---- MATERIAL TO PROCESS
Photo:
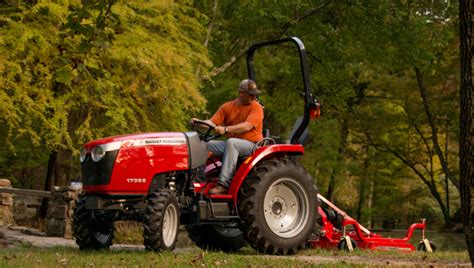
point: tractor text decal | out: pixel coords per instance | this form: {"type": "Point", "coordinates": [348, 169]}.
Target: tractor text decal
{"type": "Point", "coordinates": [136, 180]}
{"type": "Point", "coordinates": [160, 141]}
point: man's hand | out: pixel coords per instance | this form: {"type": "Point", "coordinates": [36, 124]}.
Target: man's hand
{"type": "Point", "coordinates": [220, 130]}
{"type": "Point", "coordinates": [191, 122]}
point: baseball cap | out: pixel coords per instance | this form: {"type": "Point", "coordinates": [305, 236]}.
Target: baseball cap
{"type": "Point", "coordinates": [250, 86]}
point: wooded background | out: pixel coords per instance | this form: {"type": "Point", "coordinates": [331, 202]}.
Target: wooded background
{"type": "Point", "coordinates": [386, 73]}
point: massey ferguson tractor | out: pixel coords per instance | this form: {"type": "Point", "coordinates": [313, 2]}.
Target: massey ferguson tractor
{"type": "Point", "coordinates": [162, 180]}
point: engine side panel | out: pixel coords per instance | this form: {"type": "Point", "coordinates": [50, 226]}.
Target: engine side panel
{"type": "Point", "coordinates": [140, 159]}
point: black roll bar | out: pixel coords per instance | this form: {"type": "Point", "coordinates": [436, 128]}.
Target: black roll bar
{"type": "Point", "coordinates": [309, 100]}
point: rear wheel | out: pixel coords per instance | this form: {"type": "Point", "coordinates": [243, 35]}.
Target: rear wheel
{"type": "Point", "coordinates": [279, 207]}
{"type": "Point", "coordinates": [161, 221]}
{"type": "Point", "coordinates": [91, 234]}
{"type": "Point", "coordinates": [217, 237]}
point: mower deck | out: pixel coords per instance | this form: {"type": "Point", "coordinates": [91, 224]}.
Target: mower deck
{"type": "Point", "coordinates": [349, 234]}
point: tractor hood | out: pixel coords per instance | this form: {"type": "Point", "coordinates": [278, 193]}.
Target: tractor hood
{"type": "Point", "coordinates": [139, 139]}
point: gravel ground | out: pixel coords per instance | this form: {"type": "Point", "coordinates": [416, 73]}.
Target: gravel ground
{"type": "Point", "coordinates": [11, 236]}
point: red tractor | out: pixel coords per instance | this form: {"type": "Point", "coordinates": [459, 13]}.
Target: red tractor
{"type": "Point", "coordinates": [162, 179]}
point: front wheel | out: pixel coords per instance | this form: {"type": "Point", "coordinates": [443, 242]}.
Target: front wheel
{"type": "Point", "coordinates": [161, 221]}
{"type": "Point", "coordinates": [90, 234]}
{"type": "Point", "coordinates": [279, 207]}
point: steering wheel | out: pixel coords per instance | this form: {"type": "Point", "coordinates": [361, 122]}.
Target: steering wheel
{"type": "Point", "coordinates": [204, 130]}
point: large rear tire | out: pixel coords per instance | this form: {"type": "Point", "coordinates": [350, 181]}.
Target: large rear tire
{"type": "Point", "coordinates": [216, 237]}
{"type": "Point", "coordinates": [90, 234]}
{"type": "Point", "coordinates": [279, 207]}
{"type": "Point", "coordinates": [161, 221]}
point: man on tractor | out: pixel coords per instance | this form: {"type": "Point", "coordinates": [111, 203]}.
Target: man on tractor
{"type": "Point", "coordinates": [241, 120]}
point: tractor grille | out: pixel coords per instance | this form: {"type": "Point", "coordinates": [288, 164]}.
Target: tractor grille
{"type": "Point", "coordinates": [98, 173]}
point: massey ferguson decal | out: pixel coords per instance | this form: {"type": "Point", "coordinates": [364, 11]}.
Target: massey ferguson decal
{"type": "Point", "coordinates": [159, 141]}
{"type": "Point", "coordinates": [136, 180]}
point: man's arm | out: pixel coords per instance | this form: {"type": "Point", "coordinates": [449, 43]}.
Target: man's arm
{"type": "Point", "coordinates": [236, 129]}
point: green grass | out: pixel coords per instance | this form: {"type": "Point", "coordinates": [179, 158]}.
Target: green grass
{"type": "Point", "coordinates": [28, 256]}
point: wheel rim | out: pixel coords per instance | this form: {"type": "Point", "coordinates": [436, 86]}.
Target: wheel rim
{"type": "Point", "coordinates": [170, 226]}
{"type": "Point", "coordinates": [286, 207]}
{"type": "Point", "coordinates": [102, 238]}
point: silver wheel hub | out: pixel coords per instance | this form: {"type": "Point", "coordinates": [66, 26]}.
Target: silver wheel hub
{"type": "Point", "coordinates": [286, 207]}
{"type": "Point", "coordinates": [170, 225]}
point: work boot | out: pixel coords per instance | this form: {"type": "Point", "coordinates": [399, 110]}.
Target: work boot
{"type": "Point", "coordinates": [219, 189]}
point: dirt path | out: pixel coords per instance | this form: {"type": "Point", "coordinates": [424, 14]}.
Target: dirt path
{"type": "Point", "coordinates": [10, 235]}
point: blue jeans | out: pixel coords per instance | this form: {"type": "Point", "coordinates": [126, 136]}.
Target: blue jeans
{"type": "Point", "coordinates": [229, 151]}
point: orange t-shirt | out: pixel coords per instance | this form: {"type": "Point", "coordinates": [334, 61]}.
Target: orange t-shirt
{"type": "Point", "coordinates": [232, 113]}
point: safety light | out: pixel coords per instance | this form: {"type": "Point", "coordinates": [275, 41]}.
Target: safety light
{"type": "Point", "coordinates": [97, 153]}
{"type": "Point", "coordinates": [82, 157]}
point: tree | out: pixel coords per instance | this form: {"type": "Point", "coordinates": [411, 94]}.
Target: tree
{"type": "Point", "coordinates": [466, 7]}
{"type": "Point", "coordinates": [72, 71]}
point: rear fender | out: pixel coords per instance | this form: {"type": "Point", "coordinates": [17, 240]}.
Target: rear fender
{"type": "Point", "coordinates": [266, 152]}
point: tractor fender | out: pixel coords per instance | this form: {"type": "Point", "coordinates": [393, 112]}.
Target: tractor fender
{"type": "Point", "coordinates": [266, 152]}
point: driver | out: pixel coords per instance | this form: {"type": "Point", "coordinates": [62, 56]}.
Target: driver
{"type": "Point", "coordinates": [241, 120]}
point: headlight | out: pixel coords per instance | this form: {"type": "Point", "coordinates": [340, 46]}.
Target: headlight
{"type": "Point", "coordinates": [83, 155]}
{"type": "Point", "coordinates": [97, 153]}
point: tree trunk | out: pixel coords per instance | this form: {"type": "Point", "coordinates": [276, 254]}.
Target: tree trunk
{"type": "Point", "coordinates": [341, 151]}
{"type": "Point", "coordinates": [466, 129]}
{"type": "Point", "coordinates": [49, 182]}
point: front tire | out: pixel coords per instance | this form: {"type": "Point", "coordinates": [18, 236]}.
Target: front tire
{"type": "Point", "coordinates": [90, 234]}
{"type": "Point", "coordinates": [161, 221]}
{"type": "Point", "coordinates": [216, 237]}
{"type": "Point", "coordinates": [279, 207]}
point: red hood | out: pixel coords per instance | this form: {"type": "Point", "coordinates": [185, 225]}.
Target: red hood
{"type": "Point", "coordinates": [133, 137]}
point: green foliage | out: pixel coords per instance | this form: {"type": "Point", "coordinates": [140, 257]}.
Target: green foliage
{"type": "Point", "coordinates": [74, 71]}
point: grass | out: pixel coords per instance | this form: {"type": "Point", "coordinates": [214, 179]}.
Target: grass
{"type": "Point", "coordinates": [28, 256]}
{"type": "Point", "coordinates": [128, 232]}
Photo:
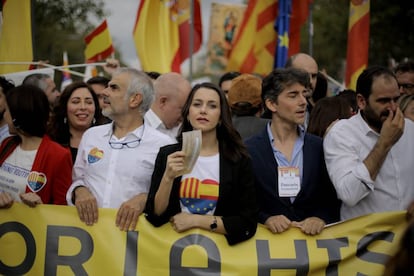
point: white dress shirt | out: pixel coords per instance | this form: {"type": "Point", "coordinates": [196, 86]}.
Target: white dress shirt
{"type": "Point", "coordinates": [116, 175]}
{"type": "Point", "coordinates": [151, 119]}
{"type": "Point", "coordinates": [346, 146]}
--------
- WHAT IS REQUIRED:
All of the entries above should be copied exactly, except for the pictures.

- SOLUTION BELOW:
Photo:
point: tractor text decal | out: pixel coords per instance | this form: {"type": "Point", "coordinates": [348, 169]}.
Target: tractor text decal
{"type": "Point", "coordinates": [136, 180]}
{"type": "Point", "coordinates": [160, 141]}
point: man's hand | out: pixel coords per instance | this form: {"type": "Point", "coordinates": [36, 124]}.
Target: man's hand
{"type": "Point", "coordinates": [220, 130]}
{"type": "Point", "coordinates": [191, 122]}
point: baseball cap | out: pixel coords per instance | this form: {"type": "Point", "coordinates": [305, 236]}.
Target: baseball cap
{"type": "Point", "coordinates": [250, 86]}
point: wooded background | out: pixel coords per instance | this form: {"type": "Point", "coordinates": [331, 202]}.
Target: wooded background
{"type": "Point", "coordinates": [386, 73]}
point: massey ferguson tractor | out: pixel coords per instance | this form: {"type": "Point", "coordinates": [313, 2]}.
Target: massey ferguson tractor
{"type": "Point", "coordinates": [162, 180]}
point: engine side panel | out: pixel coords per instance | this form: {"type": "Point", "coordinates": [50, 226]}.
Target: engine side panel
{"type": "Point", "coordinates": [140, 159]}
point: black roll bar | out: pixel coords per instance | this form: {"type": "Point", "coordinates": [436, 128]}.
Target: black roll bar
{"type": "Point", "coordinates": [309, 100]}
point: rear wheel | out: pixel coords per instance | this form: {"type": "Point", "coordinates": [243, 35]}.
Target: rear wheel
{"type": "Point", "coordinates": [279, 207]}
{"type": "Point", "coordinates": [161, 221]}
{"type": "Point", "coordinates": [91, 234]}
{"type": "Point", "coordinates": [217, 237]}
point: mower deck | out: pixel coords per instance | this form: {"type": "Point", "coordinates": [91, 224]}.
Target: mower deck
{"type": "Point", "coordinates": [349, 234]}
point: tractor hood | out: pixel coords per instance | this form: {"type": "Point", "coordinates": [278, 193]}.
Target: tractor hood
{"type": "Point", "coordinates": [139, 139]}
point: gravel ground | out: pixel coords per instance | this form: {"type": "Point", "coordinates": [416, 73]}.
Target: gravel ground
{"type": "Point", "coordinates": [11, 236]}
point: red tractor | out: pixel coords per instance | this form: {"type": "Point", "coordinates": [459, 13]}.
Target: red tractor
{"type": "Point", "coordinates": [162, 179]}
point: front wheel | out: pixel coords per instance | this form: {"type": "Point", "coordinates": [443, 242]}.
Target: front wheel
{"type": "Point", "coordinates": [161, 221]}
{"type": "Point", "coordinates": [90, 234]}
{"type": "Point", "coordinates": [279, 207]}
point: steering wheel | out: pixel coords per instance | this form: {"type": "Point", "coordinates": [361, 122]}.
Target: steering wheel
{"type": "Point", "coordinates": [204, 130]}
point: large rear tire | out: pixel coords per instance | this form: {"type": "Point", "coordinates": [350, 181]}.
Target: large rear tire
{"type": "Point", "coordinates": [216, 237]}
{"type": "Point", "coordinates": [90, 234]}
{"type": "Point", "coordinates": [279, 207]}
{"type": "Point", "coordinates": [161, 221]}
point: man on tractor | out: pixel coords per instance | this form: {"type": "Point", "coordinates": [111, 203]}.
Target: man on tractor
{"type": "Point", "coordinates": [241, 120]}
point: tractor grille | out: pixel coords per instance | this form: {"type": "Point", "coordinates": [288, 164]}.
Target: tractor grille
{"type": "Point", "coordinates": [98, 173]}
point: massey ferguson decal | out: pixel coords per instance | this form: {"type": "Point", "coordinates": [364, 11]}.
Target: massey ferguson decal
{"type": "Point", "coordinates": [159, 141]}
{"type": "Point", "coordinates": [136, 180]}
point: man's arm | out: pixel coords per instance | this form: {"type": "Point", "coordinates": [449, 43]}.
Target: man's arm
{"type": "Point", "coordinates": [236, 129]}
point: green grass | out: pixel coords per instance | this form: {"type": "Point", "coordinates": [179, 158]}.
Target: green grass
{"type": "Point", "coordinates": [28, 256]}
point: wheel rim | out: pixel coords per instance | this form: {"type": "Point", "coordinates": [436, 86]}.
Target: wheel rim
{"type": "Point", "coordinates": [170, 226]}
{"type": "Point", "coordinates": [286, 207]}
{"type": "Point", "coordinates": [102, 238]}
point: silver wheel hub | out: pixel coords per instance | this form: {"type": "Point", "coordinates": [66, 26]}.
Target: silver wheel hub
{"type": "Point", "coordinates": [286, 207]}
{"type": "Point", "coordinates": [170, 225]}
point: work boot | out: pixel coords per instance | this form: {"type": "Point", "coordinates": [399, 110]}.
Target: work boot
{"type": "Point", "coordinates": [219, 189]}
point: dirt path | out: pixel coords per instance | this form: {"type": "Point", "coordinates": [424, 14]}.
Target: dirt path
{"type": "Point", "coordinates": [10, 235]}
point: blue jeans | out: pixel coords per instance | this form: {"type": "Point", "coordinates": [126, 136]}.
Target: blue jeans
{"type": "Point", "coordinates": [229, 151]}
point: orange t-shirt | out: pixel coords per instance | this form: {"type": "Point", "coordinates": [334, 61]}.
Target: orange t-shirt
{"type": "Point", "coordinates": [232, 113]}
point: safety light | out: pixel coords per instance | this form: {"type": "Point", "coordinates": [275, 41]}.
Target: safety light
{"type": "Point", "coordinates": [97, 153]}
{"type": "Point", "coordinates": [82, 157]}
point: tree | out: pixel coords per instance | this form: {"type": "Point", "coordinates": [411, 94]}.
Target: tree
{"type": "Point", "coordinates": [466, 7]}
{"type": "Point", "coordinates": [72, 71]}
point: rear fender | out: pixel coords per instance | this form: {"type": "Point", "coordinates": [17, 240]}.
Target: rear fender
{"type": "Point", "coordinates": [266, 152]}
point: tractor fender | out: pixel coords per instance | this form: {"type": "Point", "coordinates": [393, 112]}.
Target: tractor fender
{"type": "Point", "coordinates": [266, 152]}
point: driver | out: pixel coords per instance | this form: {"type": "Point", "coordinates": [62, 56]}.
Target: driver
{"type": "Point", "coordinates": [241, 120]}
point: headlight | out: pixel coords per instance | this form: {"type": "Point", "coordinates": [340, 46]}.
Target: headlight
{"type": "Point", "coordinates": [83, 155]}
{"type": "Point", "coordinates": [97, 153]}
point: tree trunk | out: pixel coords per instance | this form: {"type": "Point", "coordinates": [276, 254]}.
Target: tree trunk
{"type": "Point", "coordinates": [341, 151]}
{"type": "Point", "coordinates": [466, 129]}
{"type": "Point", "coordinates": [49, 182]}
point: front tire | out: pixel coords per instance | this form: {"type": "Point", "coordinates": [18, 236]}.
Target: front tire
{"type": "Point", "coordinates": [90, 234]}
{"type": "Point", "coordinates": [161, 221]}
{"type": "Point", "coordinates": [216, 237]}
{"type": "Point", "coordinates": [279, 207]}
point: red hood | out: pixel coords per instance | this form: {"type": "Point", "coordinates": [185, 225]}.
Target: red hood
{"type": "Point", "coordinates": [133, 137]}
point: green foliage | out: pixel coords per instance | this form: {"type": "Point", "coordinates": [140, 257]}.
Target: green foliage
{"type": "Point", "coordinates": [74, 71]}
point: grass | out: pixel coords per instance | this form: {"type": "Point", "coordinates": [214, 179]}.
Target: grass
{"type": "Point", "coordinates": [28, 256]}
{"type": "Point", "coordinates": [128, 232]}
Photo:
point: white dress shirt | out: pixel coords per instance | this form: {"type": "Point", "coordinates": [196, 86]}.
Target: white dress shirt
{"type": "Point", "coordinates": [116, 175]}
{"type": "Point", "coordinates": [151, 119]}
{"type": "Point", "coordinates": [346, 146]}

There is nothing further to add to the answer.